Start of Block
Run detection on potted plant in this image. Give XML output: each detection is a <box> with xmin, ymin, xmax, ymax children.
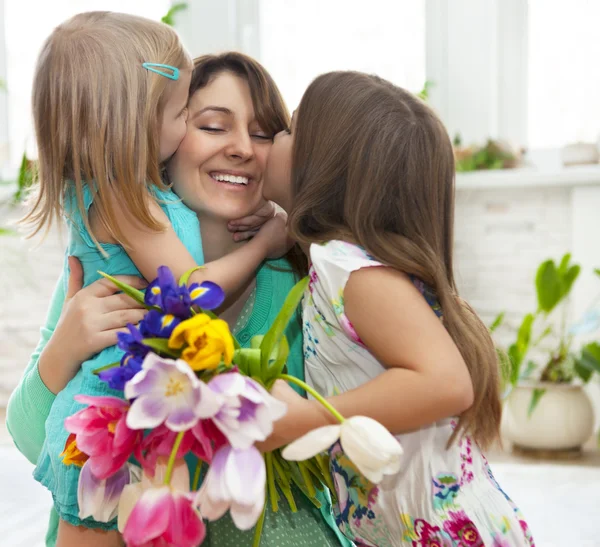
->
<box><xmin>496</xmin><ymin>254</ymin><xmax>600</xmax><ymax>454</ymax></box>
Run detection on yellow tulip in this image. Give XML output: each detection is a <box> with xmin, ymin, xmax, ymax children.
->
<box><xmin>168</xmin><ymin>313</ymin><xmax>234</xmax><ymax>371</ymax></box>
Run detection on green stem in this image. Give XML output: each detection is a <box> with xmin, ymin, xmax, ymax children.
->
<box><xmin>265</xmin><ymin>452</ymin><xmax>279</xmax><ymax>512</ymax></box>
<box><xmin>164</xmin><ymin>431</ymin><xmax>185</xmax><ymax>485</ymax></box>
<box><xmin>298</xmin><ymin>461</ymin><xmax>316</xmax><ymax>499</ymax></box>
<box><xmin>251</xmin><ymin>503</ymin><xmax>267</xmax><ymax>547</ymax></box>
<box><xmin>92</xmin><ymin>361</ymin><xmax>120</xmax><ymax>375</ymax></box>
<box><xmin>192</xmin><ymin>461</ymin><xmax>203</xmax><ymax>491</ymax></box>
<box><xmin>278</xmin><ymin>374</ymin><xmax>345</xmax><ymax>423</ymax></box>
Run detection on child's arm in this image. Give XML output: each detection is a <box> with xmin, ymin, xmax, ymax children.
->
<box><xmin>95</xmin><ymin>197</ymin><xmax>289</xmax><ymax>294</ymax></box>
<box><xmin>263</xmin><ymin>267</ymin><xmax>475</xmax><ymax>448</ymax></box>
<box><xmin>57</xmin><ymin>520</ymin><xmax>123</xmax><ymax>547</ymax></box>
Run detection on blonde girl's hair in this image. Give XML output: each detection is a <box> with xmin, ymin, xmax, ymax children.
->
<box><xmin>289</xmin><ymin>71</ymin><xmax>502</xmax><ymax>450</ymax></box>
<box><xmin>23</xmin><ymin>11</ymin><xmax>190</xmax><ymax>247</ymax></box>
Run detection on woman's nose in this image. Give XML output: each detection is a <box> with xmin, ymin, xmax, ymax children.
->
<box><xmin>226</xmin><ymin>129</ymin><xmax>254</xmax><ymax>161</ymax></box>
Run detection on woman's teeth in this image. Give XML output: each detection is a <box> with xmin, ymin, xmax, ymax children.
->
<box><xmin>211</xmin><ymin>173</ymin><xmax>249</xmax><ymax>185</ymax></box>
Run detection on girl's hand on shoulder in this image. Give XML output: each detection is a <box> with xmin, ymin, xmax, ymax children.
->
<box><xmin>227</xmin><ymin>200</ymin><xmax>277</xmax><ymax>242</ymax></box>
<box><xmin>253</xmin><ymin>211</ymin><xmax>294</xmax><ymax>259</ymax></box>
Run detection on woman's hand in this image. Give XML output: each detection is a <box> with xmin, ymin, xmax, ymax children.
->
<box><xmin>227</xmin><ymin>200</ymin><xmax>277</xmax><ymax>242</ymax></box>
<box><xmin>38</xmin><ymin>256</ymin><xmax>148</xmax><ymax>394</ymax></box>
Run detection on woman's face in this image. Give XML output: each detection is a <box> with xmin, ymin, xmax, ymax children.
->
<box><xmin>263</xmin><ymin>112</ymin><xmax>295</xmax><ymax>213</ymax></box>
<box><xmin>167</xmin><ymin>71</ymin><xmax>273</xmax><ymax>220</ymax></box>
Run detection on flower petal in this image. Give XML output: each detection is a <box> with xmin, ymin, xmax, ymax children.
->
<box><xmin>282</xmin><ymin>425</ymin><xmax>342</xmax><ymax>461</ymax></box>
<box><xmin>165</xmin><ymin>491</ymin><xmax>206</xmax><ymax>547</ymax></box>
<box><xmin>122</xmin><ymin>486</ymin><xmax>171</xmax><ymax>545</ymax></box>
<box><xmin>341</xmin><ymin>416</ymin><xmax>403</xmax><ymax>484</ymax></box>
<box><xmin>126</xmin><ymin>395</ymin><xmax>169</xmax><ymax>430</ymax></box>
<box><xmin>78</xmin><ymin>461</ymin><xmax>129</xmax><ymax>522</ymax></box>
<box><xmin>230</xmin><ymin>499</ymin><xmax>265</xmax><ymax>531</ymax></box>
<box><xmin>189</xmin><ymin>281</ymin><xmax>225</xmax><ymax>310</ymax></box>
<box><xmin>165</xmin><ymin>407</ymin><xmax>200</xmax><ymax>432</ymax></box>
<box><xmin>226</xmin><ymin>447</ymin><xmax>265</xmax><ymax>506</ymax></box>
<box><xmin>117</xmin><ymin>482</ymin><xmax>144</xmax><ymax>533</ymax></box>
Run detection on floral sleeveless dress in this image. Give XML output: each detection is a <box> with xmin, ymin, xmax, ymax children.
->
<box><xmin>303</xmin><ymin>240</ymin><xmax>535</xmax><ymax>547</ymax></box>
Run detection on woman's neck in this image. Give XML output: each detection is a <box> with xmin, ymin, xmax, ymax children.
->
<box><xmin>197</xmin><ymin>213</ymin><xmax>244</xmax><ymax>262</ymax></box>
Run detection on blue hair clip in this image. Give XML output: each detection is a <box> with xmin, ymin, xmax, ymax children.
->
<box><xmin>142</xmin><ymin>62</ymin><xmax>179</xmax><ymax>81</ymax></box>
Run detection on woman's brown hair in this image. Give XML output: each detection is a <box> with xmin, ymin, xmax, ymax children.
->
<box><xmin>288</xmin><ymin>71</ymin><xmax>501</xmax><ymax>449</ymax></box>
<box><xmin>22</xmin><ymin>11</ymin><xmax>190</xmax><ymax>247</ymax></box>
<box><xmin>190</xmin><ymin>52</ymin><xmax>307</xmax><ymax>276</ymax></box>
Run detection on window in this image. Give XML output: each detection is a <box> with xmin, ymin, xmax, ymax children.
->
<box><xmin>2</xmin><ymin>0</ymin><xmax>170</xmax><ymax>170</ymax></box>
<box><xmin>528</xmin><ymin>0</ymin><xmax>600</xmax><ymax>148</ymax></box>
<box><xmin>258</xmin><ymin>0</ymin><xmax>426</xmax><ymax>111</ymax></box>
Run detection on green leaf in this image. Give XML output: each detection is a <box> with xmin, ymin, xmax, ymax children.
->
<box><xmin>507</xmin><ymin>343</ymin><xmax>521</xmax><ymax>387</ymax></box>
<box><xmin>260</xmin><ymin>277</ymin><xmax>308</xmax><ymax>370</ymax></box>
<box><xmin>489</xmin><ymin>312</ymin><xmax>505</xmax><ymax>333</ymax></box>
<box><xmin>594</xmin><ymin>268</ymin><xmax>600</xmax><ymax>278</ymax></box>
<box><xmin>557</xmin><ymin>253</ymin><xmax>571</xmax><ymax>277</ymax></box>
<box><xmin>576</xmin><ymin>342</ymin><xmax>600</xmax><ymax>377</ymax></box>
<box><xmin>575</xmin><ymin>359</ymin><xmax>593</xmax><ymax>383</ymax></box>
<box><xmin>0</xmin><ymin>227</ymin><xmax>16</xmax><ymax>236</ymax></box>
<box><xmin>232</xmin><ymin>348</ymin><xmax>262</xmax><ymax>377</ymax></box>
<box><xmin>527</xmin><ymin>388</ymin><xmax>546</xmax><ymax>418</ymax></box>
<box><xmin>161</xmin><ymin>2</ymin><xmax>188</xmax><ymax>26</ymax></box>
<box><xmin>535</xmin><ymin>259</ymin><xmax>562</xmax><ymax>313</ymax></box>
<box><xmin>561</xmin><ymin>265</ymin><xmax>580</xmax><ymax>300</ymax></box>
<box><xmin>179</xmin><ymin>266</ymin><xmax>204</xmax><ymax>287</ymax></box>
<box><xmin>12</xmin><ymin>152</ymin><xmax>36</xmax><ymax>203</ymax></box>
<box><xmin>266</xmin><ymin>336</ymin><xmax>290</xmax><ymax>386</ymax></box>
<box><xmin>98</xmin><ymin>271</ymin><xmax>148</xmax><ymax>307</ymax></box>
<box><xmin>516</xmin><ymin>313</ymin><xmax>535</xmax><ymax>355</ymax></box>
<box><xmin>141</xmin><ymin>338</ymin><xmax>179</xmax><ymax>358</ymax></box>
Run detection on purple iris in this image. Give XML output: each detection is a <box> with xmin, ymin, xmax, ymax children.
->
<box><xmin>145</xmin><ymin>266</ymin><xmax>225</xmax><ymax>318</ymax></box>
<box><xmin>117</xmin><ymin>324</ymin><xmax>150</xmax><ymax>359</ymax></box>
<box><xmin>98</xmin><ymin>355</ymin><xmax>144</xmax><ymax>391</ymax></box>
<box><xmin>139</xmin><ymin>309</ymin><xmax>181</xmax><ymax>339</ymax></box>
<box><xmin>144</xmin><ymin>267</ymin><xmax>193</xmax><ymax>319</ymax></box>
<box><xmin>188</xmin><ymin>281</ymin><xmax>225</xmax><ymax>310</ymax></box>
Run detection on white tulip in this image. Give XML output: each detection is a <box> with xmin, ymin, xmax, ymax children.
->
<box><xmin>282</xmin><ymin>416</ymin><xmax>403</xmax><ymax>484</ymax></box>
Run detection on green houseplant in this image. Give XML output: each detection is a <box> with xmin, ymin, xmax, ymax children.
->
<box><xmin>496</xmin><ymin>254</ymin><xmax>600</xmax><ymax>453</ymax></box>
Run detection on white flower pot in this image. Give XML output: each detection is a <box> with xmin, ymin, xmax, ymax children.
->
<box><xmin>501</xmin><ymin>382</ymin><xmax>595</xmax><ymax>451</ymax></box>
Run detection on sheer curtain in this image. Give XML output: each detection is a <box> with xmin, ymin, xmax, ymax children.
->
<box><xmin>258</xmin><ymin>0</ymin><xmax>426</xmax><ymax>111</ymax></box>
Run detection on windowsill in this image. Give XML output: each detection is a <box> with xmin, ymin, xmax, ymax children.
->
<box><xmin>456</xmin><ymin>164</ymin><xmax>600</xmax><ymax>191</ymax></box>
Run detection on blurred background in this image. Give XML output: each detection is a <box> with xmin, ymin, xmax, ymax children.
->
<box><xmin>1</xmin><ymin>1</ymin><xmax>599</xmax><ymax>545</ymax></box>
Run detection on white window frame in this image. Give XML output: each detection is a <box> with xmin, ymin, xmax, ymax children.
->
<box><xmin>0</xmin><ymin>0</ymin><xmax>9</xmax><ymax>177</ymax></box>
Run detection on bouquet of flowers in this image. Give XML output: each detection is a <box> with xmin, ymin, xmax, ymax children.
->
<box><xmin>60</xmin><ymin>266</ymin><xmax>403</xmax><ymax>547</ymax></box>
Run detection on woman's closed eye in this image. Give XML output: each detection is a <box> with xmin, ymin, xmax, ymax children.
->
<box><xmin>251</xmin><ymin>133</ymin><xmax>273</xmax><ymax>141</ymax></box>
<box><xmin>200</xmin><ymin>126</ymin><xmax>226</xmax><ymax>133</ymax></box>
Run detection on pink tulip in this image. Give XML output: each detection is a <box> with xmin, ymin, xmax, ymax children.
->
<box><xmin>65</xmin><ymin>395</ymin><xmax>142</xmax><ymax>480</ymax></box>
<box><xmin>122</xmin><ymin>486</ymin><xmax>205</xmax><ymax>547</ymax></box>
<box><xmin>136</xmin><ymin>421</ymin><xmax>219</xmax><ymax>477</ymax></box>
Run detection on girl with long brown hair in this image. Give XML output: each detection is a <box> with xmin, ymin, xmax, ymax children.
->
<box><xmin>262</xmin><ymin>71</ymin><xmax>534</xmax><ymax>546</ymax></box>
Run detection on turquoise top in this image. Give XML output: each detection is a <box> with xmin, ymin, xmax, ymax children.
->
<box><xmin>7</xmin><ymin>183</ymin><xmax>349</xmax><ymax>546</ymax></box>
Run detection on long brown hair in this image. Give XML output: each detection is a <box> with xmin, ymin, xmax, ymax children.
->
<box><xmin>22</xmin><ymin>11</ymin><xmax>190</xmax><ymax>247</ymax></box>
<box><xmin>190</xmin><ymin>52</ymin><xmax>307</xmax><ymax>277</ymax></box>
<box><xmin>288</xmin><ymin>71</ymin><xmax>501</xmax><ymax>449</ymax></box>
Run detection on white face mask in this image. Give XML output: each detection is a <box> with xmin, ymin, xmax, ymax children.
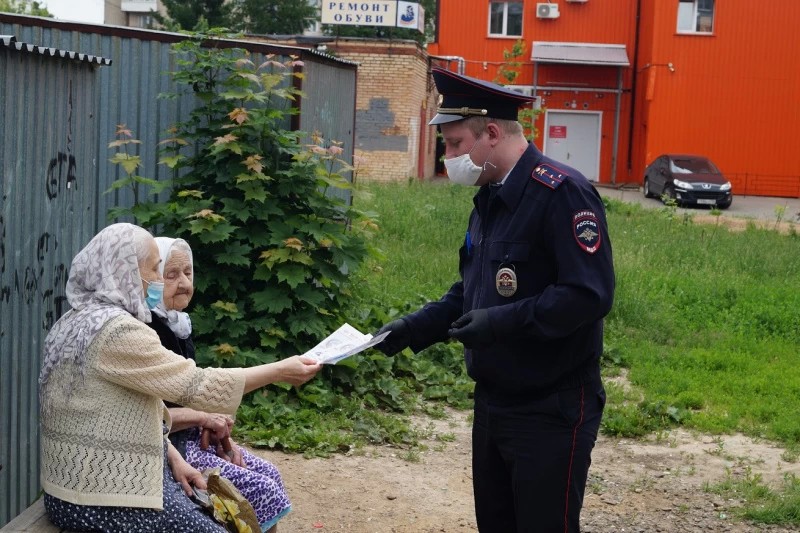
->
<box><xmin>444</xmin><ymin>134</ymin><xmax>493</xmax><ymax>186</ymax></box>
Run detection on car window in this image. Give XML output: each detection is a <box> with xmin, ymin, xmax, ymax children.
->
<box><xmin>670</xmin><ymin>158</ymin><xmax>718</xmax><ymax>174</ymax></box>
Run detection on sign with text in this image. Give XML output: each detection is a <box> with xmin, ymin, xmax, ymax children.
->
<box><xmin>322</xmin><ymin>1</ymin><xmax>424</xmax><ymax>32</ymax></box>
<box><xmin>549</xmin><ymin>125</ymin><xmax>567</xmax><ymax>139</ymax></box>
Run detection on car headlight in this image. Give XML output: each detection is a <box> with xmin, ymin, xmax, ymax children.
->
<box><xmin>673</xmin><ymin>179</ymin><xmax>694</xmax><ymax>190</ymax></box>
<box><xmin>720</xmin><ymin>181</ymin><xmax>732</xmax><ymax>191</ymax></box>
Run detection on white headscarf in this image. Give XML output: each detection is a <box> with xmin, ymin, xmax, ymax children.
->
<box><xmin>152</xmin><ymin>237</ymin><xmax>193</xmax><ymax>339</ymax></box>
<box><xmin>39</xmin><ymin>223</ymin><xmax>153</xmax><ymax>394</ymax></box>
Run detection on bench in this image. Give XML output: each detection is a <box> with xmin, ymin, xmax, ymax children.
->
<box><xmin>0</xmin><ymin>499</ymin><xmax>66</xmax><ymax>533</ymax></box>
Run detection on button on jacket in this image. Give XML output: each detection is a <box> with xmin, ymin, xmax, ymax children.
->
<box><xmin>404</xmin><ymin>143</ymin><xmax>615</xmax><ymax>397</ymax></box>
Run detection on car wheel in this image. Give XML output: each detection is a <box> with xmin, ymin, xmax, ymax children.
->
<box><xmin>643</xmin><ymin>178</ymin><xmax>655</xmax><ymax>198</ymax></box>
<box><xmin>662</xmin><ymin>186</ymin><xmax>677</xmax><ymax>205</ymax></box>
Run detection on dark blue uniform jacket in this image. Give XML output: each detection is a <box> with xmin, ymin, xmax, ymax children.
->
<box><xmin>404</xmin><ymin>143</ymin><xmax>615</xmax><ymax>398</ymax></box>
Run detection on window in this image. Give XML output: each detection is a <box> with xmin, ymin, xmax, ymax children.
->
<box><xmin>677</xmin><ymin>0</ymin><xmax>715</xmax><ymax>33</ymax></box>
<box><xmin>489</xmin><ymin>2</ymin><xmax>523</xmax><ymax>37</ymax></box>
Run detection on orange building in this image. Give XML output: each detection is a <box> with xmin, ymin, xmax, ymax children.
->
<box><xmin>428</xmin><ymin>0</ymin><xmax>800</xmax><ymax>197</ymax></box>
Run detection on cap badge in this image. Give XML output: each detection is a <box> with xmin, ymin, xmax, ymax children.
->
<box><xmin>496</xmin><ymin>267</ymin><xmax>518</xmax><ymax>297</ymax></box>
<box><xmin>437</xmin><ymin>94</ymin><xmax>444</xmax><ymax>106</ymax></box>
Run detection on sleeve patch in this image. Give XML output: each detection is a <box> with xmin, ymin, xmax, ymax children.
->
<box><xmin>531</xmin><ymin>164</ymin><xmax>568</xmax><ymax>190</ymax></box>
<box><xmin>573</xmin><ymin>210</ymin><xmax>602</xmax><ymax>254</ymax></box>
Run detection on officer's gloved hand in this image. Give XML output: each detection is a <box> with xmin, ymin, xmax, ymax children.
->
<box><xmin>448</xmin><ymin>309</ymin><xmax>494</xmax><ymax>349</ymax></box>
<box><xmin>374</xmin><ymin>318</ymin><xmax>412</xmax><ymax>356</ymax></box>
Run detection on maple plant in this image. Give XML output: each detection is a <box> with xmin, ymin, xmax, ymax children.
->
<box><xmin>110</xmin><ymin>33</ymin><xmax>374</xmax><ymax>369</ymax></box>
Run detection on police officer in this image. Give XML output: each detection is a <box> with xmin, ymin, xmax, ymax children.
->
<box><xmin>375</xmin><ymin>67</ymin><xmax>615</xmax><ymax>532</ymax></box>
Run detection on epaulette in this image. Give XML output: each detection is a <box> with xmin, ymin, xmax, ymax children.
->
<box><xmin>531</xmin><ymin>163</ymin><xmax>569</xmax><ymax>190</ymax></box>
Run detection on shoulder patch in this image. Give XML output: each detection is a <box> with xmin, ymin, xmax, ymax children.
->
<box><xmin>573</xmin><ymin>210</ymin><xmax>602</xmax><ymax>254</ymax></box>
<box><xmin>531</xmin><ymin>164</ymin><xmax>569</xmax><ymax>190</ymax></box>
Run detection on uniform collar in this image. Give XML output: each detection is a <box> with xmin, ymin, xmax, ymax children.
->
<box><xmin>474</xmin><ymin>144</ymin><xmax>543</xmax><ymax>212</ymax></box>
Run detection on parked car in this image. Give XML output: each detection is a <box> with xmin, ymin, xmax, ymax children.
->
<box><xmin>643</xmin><ymin>154</ymin><xmax>733</xmax><ymax>209</ymax></box>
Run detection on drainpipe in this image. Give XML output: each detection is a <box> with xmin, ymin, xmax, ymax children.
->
<box><xmin>626</xmin><ymin>0</ymin><xmax>642</xmax><ymax>176</ymax></box>
<box><xmin>430</xmin><ymin>55</ymin><xmax>466</xmax><ymax>74</ymax></box>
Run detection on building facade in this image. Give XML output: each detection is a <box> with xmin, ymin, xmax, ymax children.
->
<box><xmin>429</xmin><ymin>0</ymin><xmax>800</xmax><ymax>197</ymax></box>
<box><xmin>258</xmin><ymin>35</ymin><xmax>438</xmax><ymax>182</ymax></box>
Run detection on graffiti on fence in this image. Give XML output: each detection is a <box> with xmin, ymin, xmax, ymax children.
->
<box><xmin>0</xmin><ymin>231</ymin><xmax>68</xmax><ymax>330</ymax></box>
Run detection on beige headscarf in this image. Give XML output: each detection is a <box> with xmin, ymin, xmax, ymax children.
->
<box><xmin>39</xmin><ymin>223</ymin><xmax>153</xmax><ymax>395</ymax></box>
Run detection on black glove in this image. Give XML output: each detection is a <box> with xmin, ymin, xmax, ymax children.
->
<box><xmin>448</xmin><ymin>309</ymin><xmax>494</xmax><ymax>349</ymax></box>
<box><xmin>373</xmin><ymin>318</ymin><xmax>412</xmax><ymax>356</ymax></box>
End of Block
Scan the lines above for "long", then copy every one that has it.

Run detection on girl with long brown hair in this image. Give XML output: each detection is a <box> with xmin, ymin, xmax, ymax children.
Run detection on long brown hair in this image. Give XML output: each detection is a <box> with xmin, ymin, xmax, ymax children.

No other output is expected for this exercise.